[BEGIN Given entries]
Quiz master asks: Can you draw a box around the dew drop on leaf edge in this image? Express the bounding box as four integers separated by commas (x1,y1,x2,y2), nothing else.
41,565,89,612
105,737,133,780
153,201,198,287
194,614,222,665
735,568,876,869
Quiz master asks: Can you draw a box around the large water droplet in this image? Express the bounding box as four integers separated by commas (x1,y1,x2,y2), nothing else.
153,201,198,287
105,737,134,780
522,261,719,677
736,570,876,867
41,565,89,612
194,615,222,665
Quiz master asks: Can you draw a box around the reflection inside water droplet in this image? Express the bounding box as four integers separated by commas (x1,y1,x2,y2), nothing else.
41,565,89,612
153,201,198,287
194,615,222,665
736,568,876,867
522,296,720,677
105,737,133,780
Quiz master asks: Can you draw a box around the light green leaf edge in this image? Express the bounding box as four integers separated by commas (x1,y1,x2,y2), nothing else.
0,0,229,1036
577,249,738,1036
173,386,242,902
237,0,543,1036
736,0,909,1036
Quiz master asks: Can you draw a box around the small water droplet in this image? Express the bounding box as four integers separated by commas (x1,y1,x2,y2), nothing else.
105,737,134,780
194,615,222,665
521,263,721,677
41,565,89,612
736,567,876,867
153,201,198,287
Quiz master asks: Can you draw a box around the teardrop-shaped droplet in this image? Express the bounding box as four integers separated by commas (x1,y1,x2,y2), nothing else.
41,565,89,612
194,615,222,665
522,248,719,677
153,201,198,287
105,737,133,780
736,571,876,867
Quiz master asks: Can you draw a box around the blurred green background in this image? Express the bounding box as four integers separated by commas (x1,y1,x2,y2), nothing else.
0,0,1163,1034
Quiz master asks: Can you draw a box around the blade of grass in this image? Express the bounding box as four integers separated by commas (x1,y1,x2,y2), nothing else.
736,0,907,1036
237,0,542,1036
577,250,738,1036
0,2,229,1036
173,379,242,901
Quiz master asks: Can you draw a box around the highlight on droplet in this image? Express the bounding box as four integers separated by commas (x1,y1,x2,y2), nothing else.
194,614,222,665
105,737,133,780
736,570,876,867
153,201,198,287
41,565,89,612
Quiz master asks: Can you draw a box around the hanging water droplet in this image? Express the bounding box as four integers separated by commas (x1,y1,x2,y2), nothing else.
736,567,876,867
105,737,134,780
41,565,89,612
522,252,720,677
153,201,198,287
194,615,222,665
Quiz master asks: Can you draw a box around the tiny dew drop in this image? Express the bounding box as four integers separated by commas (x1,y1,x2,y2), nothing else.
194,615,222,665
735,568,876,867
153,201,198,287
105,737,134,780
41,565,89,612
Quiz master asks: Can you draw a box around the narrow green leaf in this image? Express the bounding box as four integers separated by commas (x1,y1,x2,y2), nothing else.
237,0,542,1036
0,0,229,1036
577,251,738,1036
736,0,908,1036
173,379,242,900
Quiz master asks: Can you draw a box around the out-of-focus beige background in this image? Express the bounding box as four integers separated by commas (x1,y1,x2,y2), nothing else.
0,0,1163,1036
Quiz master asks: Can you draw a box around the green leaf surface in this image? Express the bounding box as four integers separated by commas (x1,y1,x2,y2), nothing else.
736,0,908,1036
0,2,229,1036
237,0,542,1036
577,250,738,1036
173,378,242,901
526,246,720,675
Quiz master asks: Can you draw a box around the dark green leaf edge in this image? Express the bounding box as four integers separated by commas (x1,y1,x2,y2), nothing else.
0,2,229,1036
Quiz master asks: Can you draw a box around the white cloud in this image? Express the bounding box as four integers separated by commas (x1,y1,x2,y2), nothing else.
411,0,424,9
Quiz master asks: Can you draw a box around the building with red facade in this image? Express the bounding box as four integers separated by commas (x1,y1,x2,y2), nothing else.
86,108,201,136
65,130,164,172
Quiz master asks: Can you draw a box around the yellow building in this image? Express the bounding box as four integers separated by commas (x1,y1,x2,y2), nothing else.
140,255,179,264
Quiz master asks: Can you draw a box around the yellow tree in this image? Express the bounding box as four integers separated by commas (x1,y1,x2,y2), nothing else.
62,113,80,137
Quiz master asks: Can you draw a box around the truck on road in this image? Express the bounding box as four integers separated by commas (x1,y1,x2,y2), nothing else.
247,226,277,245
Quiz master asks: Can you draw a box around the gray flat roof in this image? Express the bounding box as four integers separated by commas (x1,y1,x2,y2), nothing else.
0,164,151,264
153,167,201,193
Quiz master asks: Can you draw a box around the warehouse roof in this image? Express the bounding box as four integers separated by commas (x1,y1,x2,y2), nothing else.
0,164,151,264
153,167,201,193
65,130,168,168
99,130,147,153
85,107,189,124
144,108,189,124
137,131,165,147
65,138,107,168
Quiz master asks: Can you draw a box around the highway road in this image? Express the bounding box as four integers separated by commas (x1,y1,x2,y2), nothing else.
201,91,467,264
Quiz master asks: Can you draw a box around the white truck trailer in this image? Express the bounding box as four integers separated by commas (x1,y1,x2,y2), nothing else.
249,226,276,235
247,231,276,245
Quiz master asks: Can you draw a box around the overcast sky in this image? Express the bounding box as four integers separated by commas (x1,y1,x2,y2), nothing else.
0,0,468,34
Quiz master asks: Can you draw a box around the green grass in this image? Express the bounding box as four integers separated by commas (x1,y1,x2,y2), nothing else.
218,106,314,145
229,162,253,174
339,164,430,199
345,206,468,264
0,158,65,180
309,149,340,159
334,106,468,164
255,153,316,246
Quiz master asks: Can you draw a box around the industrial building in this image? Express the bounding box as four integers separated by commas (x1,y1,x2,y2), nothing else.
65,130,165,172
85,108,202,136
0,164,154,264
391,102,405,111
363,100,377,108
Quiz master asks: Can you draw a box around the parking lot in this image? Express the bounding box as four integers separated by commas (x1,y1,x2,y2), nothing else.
[END Given entries]
# Set exercise
Format the records in the stretch from the line containing "Quiz master asks: Can you draw a box around the gray" through the line containing "201,91,467,264" as a two-column CSV with the columns text and answer, one row for each record. Put each field in quotes and replace every line break inside a field with a space.

# Answer for the task
text,answer
"Quiz master asks: Can you draw a box around the gray flat roof in this image? Express the bounding box as four integers separated by commas (x1,y1,x2,y2), nothing else.","0,164,151,264 153,167,201,193"
"Quiz master asks: Can you draw a box around the warehouse roof in this image? Express the bounding box as four integers separated by commas (x1,y1,x2,y2), nothing else.","0,164,151,264 153,167,201,193 65,130,168,168 99,130,147,153 85,107,189,124 144,108,189,124 137,131,165,147 65,138,107,168"
"Quiz master asks: Can you draw a box around the highway road in this image? Express the bounding box as four integers separated by commas (x1,y1,x2,y2), nothing else.","201,91,467,264"